Records shown:
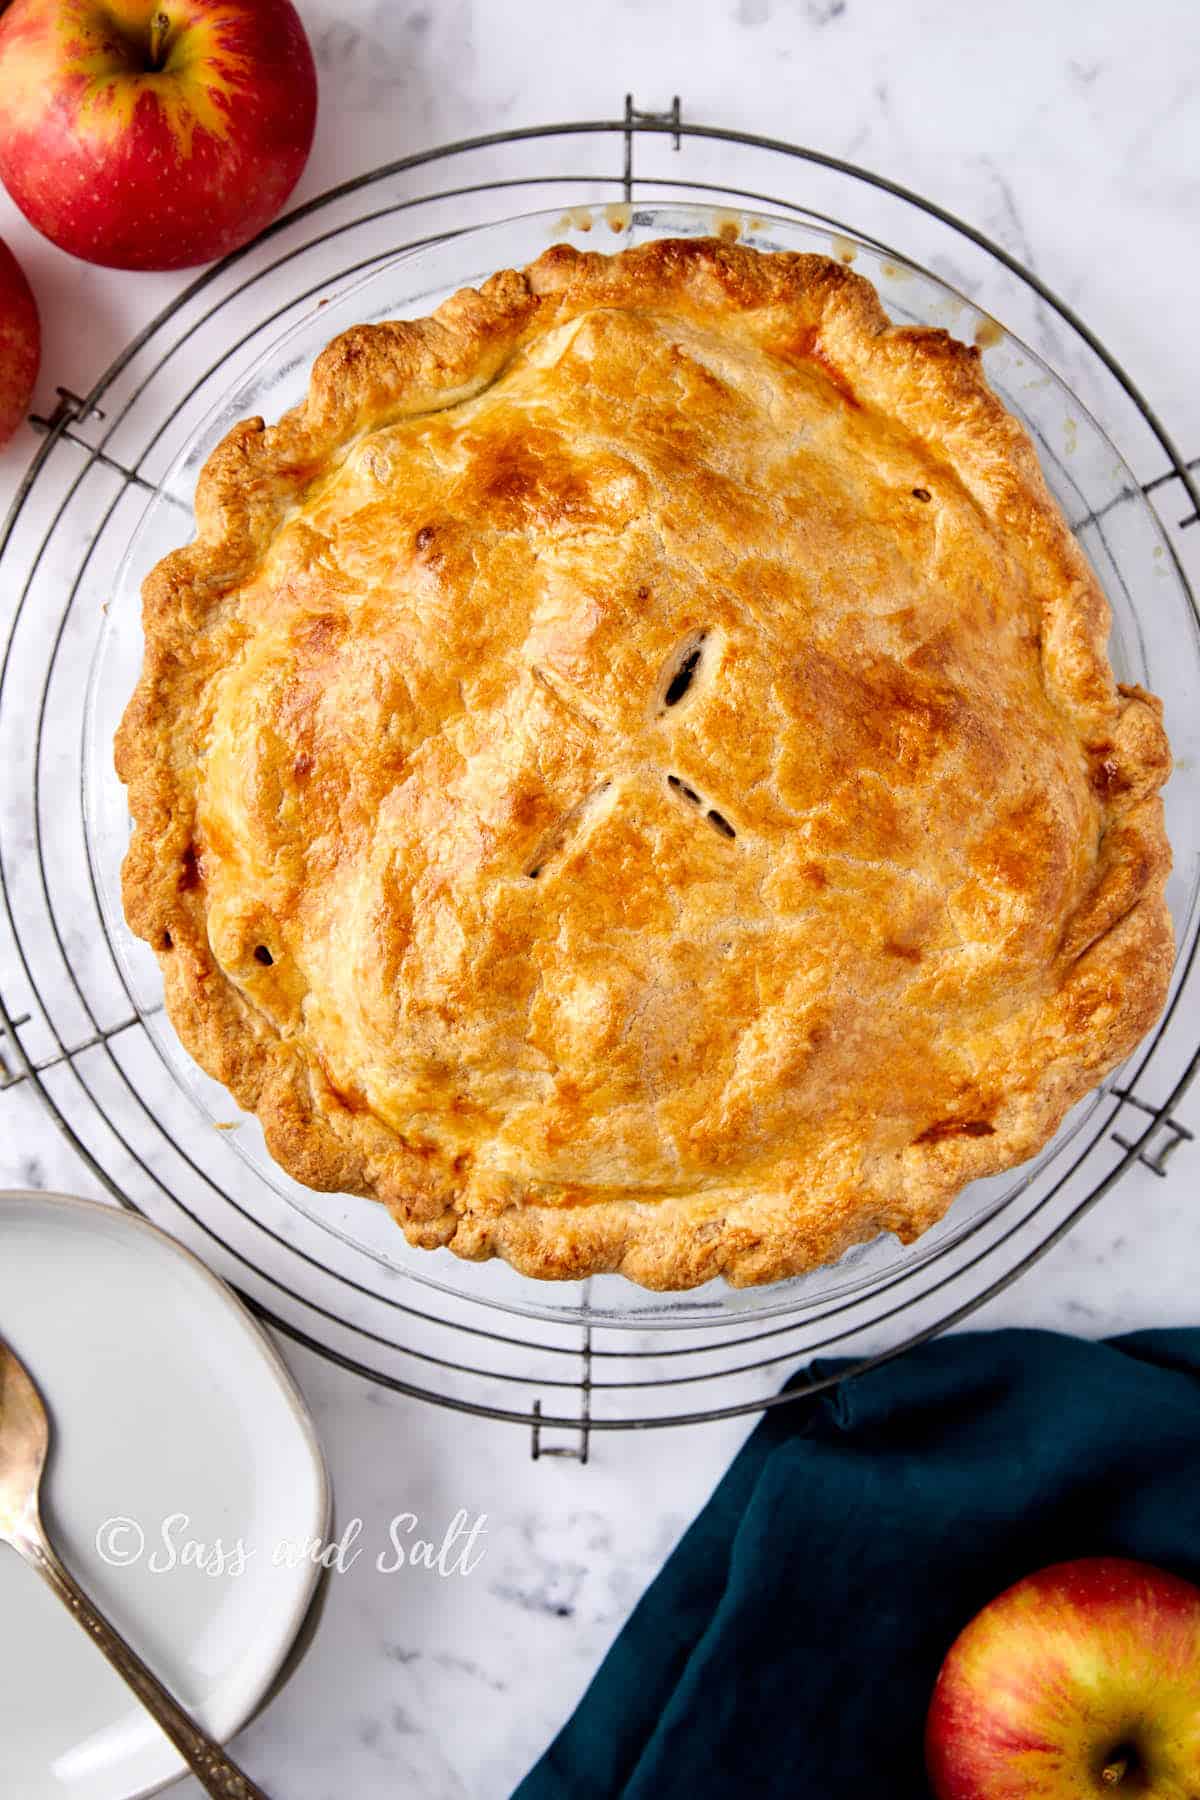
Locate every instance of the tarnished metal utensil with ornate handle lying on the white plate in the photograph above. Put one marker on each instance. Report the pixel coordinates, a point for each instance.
(24, 1444)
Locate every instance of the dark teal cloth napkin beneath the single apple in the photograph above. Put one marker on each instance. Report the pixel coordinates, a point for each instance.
(791, 1644)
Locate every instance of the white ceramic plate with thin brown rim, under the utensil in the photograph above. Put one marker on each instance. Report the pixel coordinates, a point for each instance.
(165, 1399)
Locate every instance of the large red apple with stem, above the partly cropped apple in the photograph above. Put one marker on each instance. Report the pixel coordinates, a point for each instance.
(154, 134)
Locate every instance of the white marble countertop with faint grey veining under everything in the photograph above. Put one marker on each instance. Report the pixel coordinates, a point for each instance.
(1075, 139)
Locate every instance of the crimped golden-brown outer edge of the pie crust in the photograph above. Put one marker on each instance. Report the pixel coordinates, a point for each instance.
(1115, 960)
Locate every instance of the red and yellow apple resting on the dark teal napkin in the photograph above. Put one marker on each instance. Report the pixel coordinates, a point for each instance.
(1080, 1680)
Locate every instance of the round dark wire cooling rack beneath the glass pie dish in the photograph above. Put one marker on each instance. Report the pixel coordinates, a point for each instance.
(76, 1034)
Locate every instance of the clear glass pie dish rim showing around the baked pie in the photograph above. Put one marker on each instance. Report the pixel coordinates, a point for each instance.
(1154, 642)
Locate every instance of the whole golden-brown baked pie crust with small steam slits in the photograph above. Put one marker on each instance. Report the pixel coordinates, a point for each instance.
(631, 777)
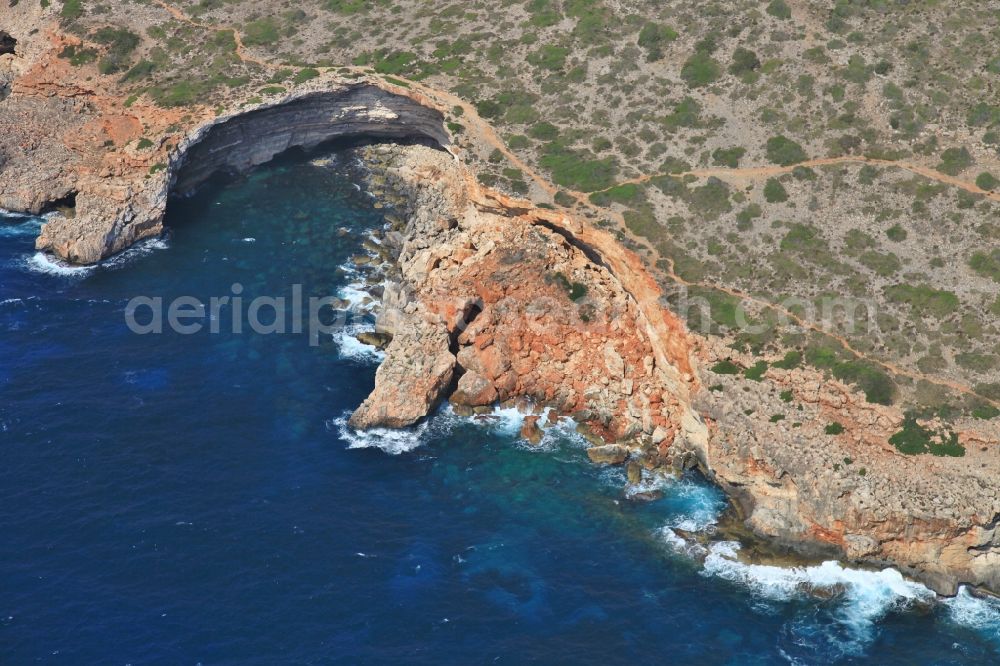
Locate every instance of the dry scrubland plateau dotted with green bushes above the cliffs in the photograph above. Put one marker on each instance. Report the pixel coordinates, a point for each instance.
(653, 118)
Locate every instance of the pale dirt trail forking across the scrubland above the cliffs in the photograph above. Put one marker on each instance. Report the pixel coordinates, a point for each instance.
(485, 134)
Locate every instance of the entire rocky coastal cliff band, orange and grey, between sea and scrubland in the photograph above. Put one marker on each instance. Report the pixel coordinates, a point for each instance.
(496, 299)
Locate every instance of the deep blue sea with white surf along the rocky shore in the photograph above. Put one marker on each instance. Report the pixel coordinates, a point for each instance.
(197, 499)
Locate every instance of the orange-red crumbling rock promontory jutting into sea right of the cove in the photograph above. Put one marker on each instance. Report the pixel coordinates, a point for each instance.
(513, 302)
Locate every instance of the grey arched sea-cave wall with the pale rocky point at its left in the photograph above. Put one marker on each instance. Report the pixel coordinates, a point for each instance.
(112, 214)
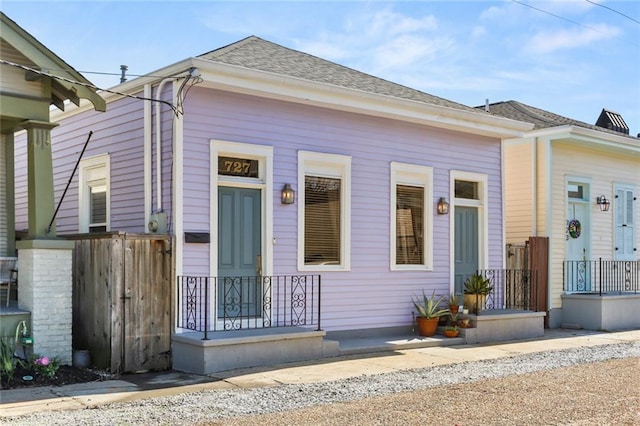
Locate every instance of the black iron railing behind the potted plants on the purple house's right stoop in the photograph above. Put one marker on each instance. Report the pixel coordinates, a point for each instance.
(511, 289)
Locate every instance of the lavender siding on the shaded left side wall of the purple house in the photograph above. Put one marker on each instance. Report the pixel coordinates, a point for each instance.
(118, 132)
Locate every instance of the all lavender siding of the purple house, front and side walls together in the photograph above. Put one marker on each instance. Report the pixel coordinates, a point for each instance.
(370, 295)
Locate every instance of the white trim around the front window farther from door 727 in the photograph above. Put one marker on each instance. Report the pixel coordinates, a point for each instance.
(419, 176)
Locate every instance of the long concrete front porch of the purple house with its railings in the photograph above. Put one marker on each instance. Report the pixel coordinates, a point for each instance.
(250, 322)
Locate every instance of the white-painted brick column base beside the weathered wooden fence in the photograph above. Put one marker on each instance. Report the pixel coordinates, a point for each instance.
(46, 291)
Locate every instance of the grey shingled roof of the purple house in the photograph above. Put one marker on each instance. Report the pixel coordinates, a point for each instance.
(256, 53)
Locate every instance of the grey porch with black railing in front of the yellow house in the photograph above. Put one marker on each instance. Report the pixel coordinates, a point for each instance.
(601, 294)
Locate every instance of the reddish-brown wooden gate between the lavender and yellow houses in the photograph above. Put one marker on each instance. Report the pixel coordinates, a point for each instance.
(533, 255)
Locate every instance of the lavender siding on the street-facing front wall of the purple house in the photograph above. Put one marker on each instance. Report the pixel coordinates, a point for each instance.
(369, 295)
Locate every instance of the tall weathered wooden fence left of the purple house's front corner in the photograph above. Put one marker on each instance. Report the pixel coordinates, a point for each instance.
(122, 300)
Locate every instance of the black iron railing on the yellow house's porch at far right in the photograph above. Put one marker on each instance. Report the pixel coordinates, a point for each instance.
(601, 276)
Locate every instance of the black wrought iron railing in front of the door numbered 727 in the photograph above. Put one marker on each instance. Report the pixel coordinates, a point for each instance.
(234, 303)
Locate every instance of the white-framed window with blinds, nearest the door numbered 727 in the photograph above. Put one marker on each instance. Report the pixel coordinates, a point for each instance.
(324, 211)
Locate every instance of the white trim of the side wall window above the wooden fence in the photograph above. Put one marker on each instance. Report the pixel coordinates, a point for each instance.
(86, 166)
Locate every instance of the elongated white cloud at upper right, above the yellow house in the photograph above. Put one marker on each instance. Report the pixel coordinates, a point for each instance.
(546, 42)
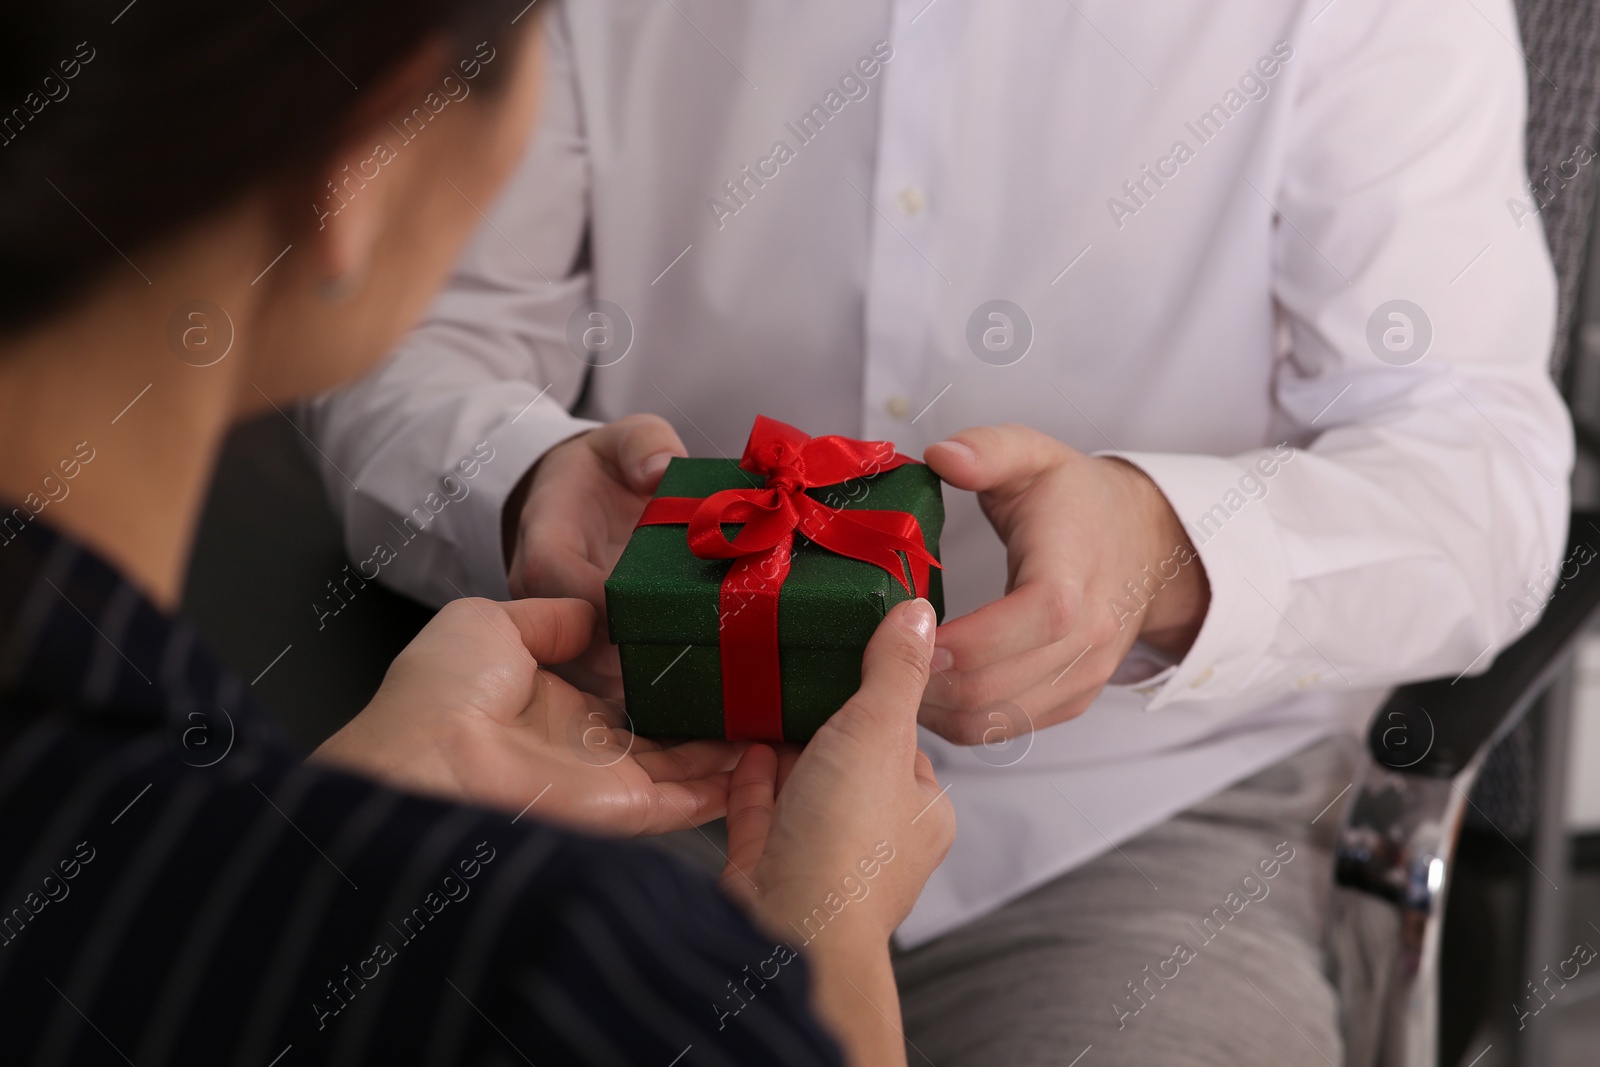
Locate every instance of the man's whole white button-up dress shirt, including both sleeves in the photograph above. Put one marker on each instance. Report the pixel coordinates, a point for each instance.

Exercise details: Could the entries be output exactly as written, but without their images?

Result of this task:
Locate every instance of the tarnished metal utensil with ornate handle lying on the white plate in the photograph above. Put one marker on each instance. Report the pixel coordinates, a point for each instance.
(24, 1444)
Locate every instance of the dark teal cloth napkin beneath the single apple in the photograph above. Put one marker on each instance. Report the pixel coordinates, a point for each instance.
(791, 1644)
Locate every instance of the white ceramic plate with thin brown rim, under the utensil in the photograph above. Put one marker on each instance. Report the pixel coordinates, a point for each instance.
(165, 1399)
Locate every instance of the large red apple with stem, above the partly cropped apple in the photograph above. Put one marker on each instance. Report the pixel coordinates, a point for each instance.
(154, 134)
Locate every instance of the white marble countertop with faint grey veining under everything in the photograph above. Put one marker on each instance. Report the pixel coordinates, a point for each instance.
(1075, 139)
Locate every instance of the crimped golden-brown outer edge of the pie crust in the photograph above. Put one marker on each instance. Report the pixel coordinates, a point for each instance.
(1115, 960)
Locate every instance of the red and yellow apple resting on the dark teal napkin in the photograph above. Put one marker on each instance. Report the pixel coordinates, a point for each instance.
(1080, 1680)
Locate every instance of the round dark wire cooling rack beneath the glass pie dish in the photograph above. Put one marker on each instance. Report the pixel coordinates, a point for each instance.
(76, 1034)
Locate every instance of the clear glass pie dish rim showing around the baked pie in the photograph above. Put one marker on each instance. Report the pixel coordinates, a point for each instance.
(1154, 642)
Locate every instance of the whole golden-brown baked pie crust with small steam slits in the photograph above. Put one marker on each instance. Report the pixel coordinates, a point for each instance.
(631, 777)
Locate every instance of the dry scrubland plateau dotted with green bushes above the cliffs in the photograph above. Put one marker on each instance. Report the pixel coordinates, a point for each instance.
(653, 118)
Locate every instance of the pale dirt trail forking across the scrubland above the cliffs in the photograph above. Put one marker on each instance. Report the pixel coordinates, a point for each instance.
(485, 134)
Locate every instance of the entire rocky coastal cliff band, orange and grey, between sea and scrubland in the photograph above. Put one marker on each instance. Report the pixel coordinates, a point for each instance.
(496, 299)
Locate every instance of the deep blue sea with white surf along the rocky shore in the photograph above. Put one marker on each instance. Report the pixel coordinates, a point for each instance.
(197, 499)
Locate every instance of the orange-red crumbling rock promontory jutting into sea right of the cove in the photograph above. Put one marker on each instance. Report the pixel coordinates, a point for each instance.
(513, 302)
Locate every instance of the grey arched sea-cave wall with the pale rocky point at its left in the photograph above. Put one marker on each instance. Report the pixel coordinates, a point for each instance.
(112, 214)
Locate every instance of the black iron railing behind the potted plants on the purple house's right stoop in the photograph above. Put one marker on each instance. Report the pixel coordinates, a point for each instance.
(511, 289)
Locate every instance of the lavender siding on the shaded left side wall of the purple house in the photograph above. Put one marker on each instance. Report the pixel coordinates, a point for each instance.
(118, 132)
Locate every instance of the all lavender siding of the purple house, front and side walls together in the photograph above. Put one marker on each instance. Report the pixel coordinates, a point for each instance.
(370, 295)
Locate every instance of the white trim around the front window farther from door 727 in the photograph above. Put one marker on each instance. Report the pixel coordinates, a point for each instance.
(419, 176)
Locate every instance of the long concrete front porch of the purple house with its railings in the photograph above. Put one marker on each instance. Report the pixel coordinates, a point for each instance.
(250, 322)
Locate every instance of the white-painted brick column base beside the weathered wooden fence in the photograph above. Put one marker on each instance. Report the pixel coordinates, a point for each instance.
(46, 291)
Locate every instance of the grey shingled roof of the purple house in the photograph above. Put one marker on each instance. Report the pixel coordinates, a point for each instance.
(256, 53)
Locate every instance of the grey porch with black railing in front of the yellow house in the photograph above. Put one marker on each instance. Report the pixel coordinates, a point for each instance.
(601, 294)
Locate every instance of the reddish-brown wooden gate between the lavender and yellow houses in the photograph above. Put one marker on each instance. Report the pixel coordinates, a point for each instance.
(533, 255)
Locate every instance of the lavender siding on the street-facing front wall of the purple house in the photograph above. Put one marker on each instance. Report the pixel coordinates, a point for each instance.
(369, 295)
Locate every instance of the tall weathered wooden fence left of the purple house's front corner in the photograph above. Put one marker on each instance. Report the pixel coordinates, a point for each instance.
(122, 300)
Locate every instance of the black iron railing on the yellow house's porch at far right in the photograph above. Put one marker on each instance. Report the pixel coordinates, a point for each instance.
(601, 276)
Locate every instance of the black wrought iron railing in front of the door numbered 727 in the photograph above. Put one marker on each instance. Report the pixel coordinates, a point for each instance.
(234, 303)
Locate every instance of the white-framed window with blinds, nearest the door numbered 727 in the photograph above. Put one marker on each instance. Report the pixel coordinates, a point for each instance.
(324, 211)
Locate every instance of the white trim of the side wall window above the wooden fence in the photograph above. Put one marker on each instance. Report the pixel coordinates, a point for each instance.
(86, 166)
Locate every instance of the elongated white cloud at upper right, above the yellow house in the photograph above. Put one marker on each instance. Report the pixel coordinates, a point for each instance.
(546, 42)
Locate every instance of the man's whole white button-up dress shirt, including both sleeves in the photograph above. Put one marker on each instance. Report the pixel coordinates, a point for each instance.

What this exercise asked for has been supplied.